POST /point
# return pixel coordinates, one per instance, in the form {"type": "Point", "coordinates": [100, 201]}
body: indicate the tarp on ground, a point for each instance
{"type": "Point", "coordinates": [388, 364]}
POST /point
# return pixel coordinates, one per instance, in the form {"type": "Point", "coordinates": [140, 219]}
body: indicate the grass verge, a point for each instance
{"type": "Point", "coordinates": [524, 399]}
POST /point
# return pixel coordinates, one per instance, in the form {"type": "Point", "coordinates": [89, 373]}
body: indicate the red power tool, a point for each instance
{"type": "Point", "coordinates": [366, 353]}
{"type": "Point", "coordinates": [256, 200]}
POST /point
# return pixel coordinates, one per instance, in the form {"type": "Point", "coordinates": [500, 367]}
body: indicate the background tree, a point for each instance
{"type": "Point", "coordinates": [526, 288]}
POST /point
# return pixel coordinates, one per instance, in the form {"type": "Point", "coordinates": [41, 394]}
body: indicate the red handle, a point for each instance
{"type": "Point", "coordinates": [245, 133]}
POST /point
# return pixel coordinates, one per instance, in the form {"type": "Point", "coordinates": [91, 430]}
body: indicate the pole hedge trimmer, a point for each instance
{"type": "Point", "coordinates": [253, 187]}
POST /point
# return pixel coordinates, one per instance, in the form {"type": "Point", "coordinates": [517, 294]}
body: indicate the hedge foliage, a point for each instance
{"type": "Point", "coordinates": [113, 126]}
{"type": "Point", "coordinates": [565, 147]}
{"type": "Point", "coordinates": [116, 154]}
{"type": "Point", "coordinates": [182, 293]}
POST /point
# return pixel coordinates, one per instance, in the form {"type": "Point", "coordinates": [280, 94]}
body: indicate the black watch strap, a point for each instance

### EXERCISE
The listing above must be transcribed exactly, line by line.

### CORRECT OUTPUT
POST /point
# return pixel coordinates, one per instance, in the form {"type": "Point", "coordinates": [100, 201]}
body: indicate the tarp on ground, a point for each instance
{"type": "Point", "coordinates": [388, 364]}
POST /point
# return pixel coordinates, one per instance, in the form {"type": "Point", "coordinates": [140, 219]}
body: indicate the grass verge, a point for each instance
{"type": "Point", "coordinates": [524, 399]}
POST /point
# return pixel coordinates, one per instance, in the form {"type": "Point", "coordinates": [89, 373]}
body: indicate the red power tool, a point for each instance
{"type": "Point", "coordinates": [366, 353]}
{"type": "Point", "coordinates": [256, 200]}
POST /point
# return pixel coordinates, one per instance, in the form {"type": "Point", "coordinates": [500, 367]}
body: indicate the background tree, a point for each instance
{"type": "Point", "coordinates": [526, 288]}
POST /point
# return pixel coordinates, one per instance, in the form {"type": "Point", "coordinates": [41, 394]}
body: indicate the red handle, a point for each instance
{"type": "Point", "coordinates": [245, 133]}
POST /point
# return pixel coordinates, one per instance, in the form {"type": "Point", "coordinates": [91, 430]}
body: indicate the pole hedge trimmer, a point for each instance
{"type": "Point", "coordinates": [253, 187]}
POST /point
# return pixel coordinates, one per instance, in the form {"type": "Point", "coordinates": [517, 294]}
body: indicate the hedge foliage, a point for each instance
{"type": "Point", "coordinates": [113, 126]}
{"type": "Point", "coordinates": [565, 147]}
{"type": "Point", "coordinates": [116, 154]}
{"type": "Point", "coordinates": [182, 293]}
POST /point
# return pixel coordinates, one per instance, in the form {"type": "Point", "coordinates": [280, 94]}
body: indicate the black watch strap, a point for each instance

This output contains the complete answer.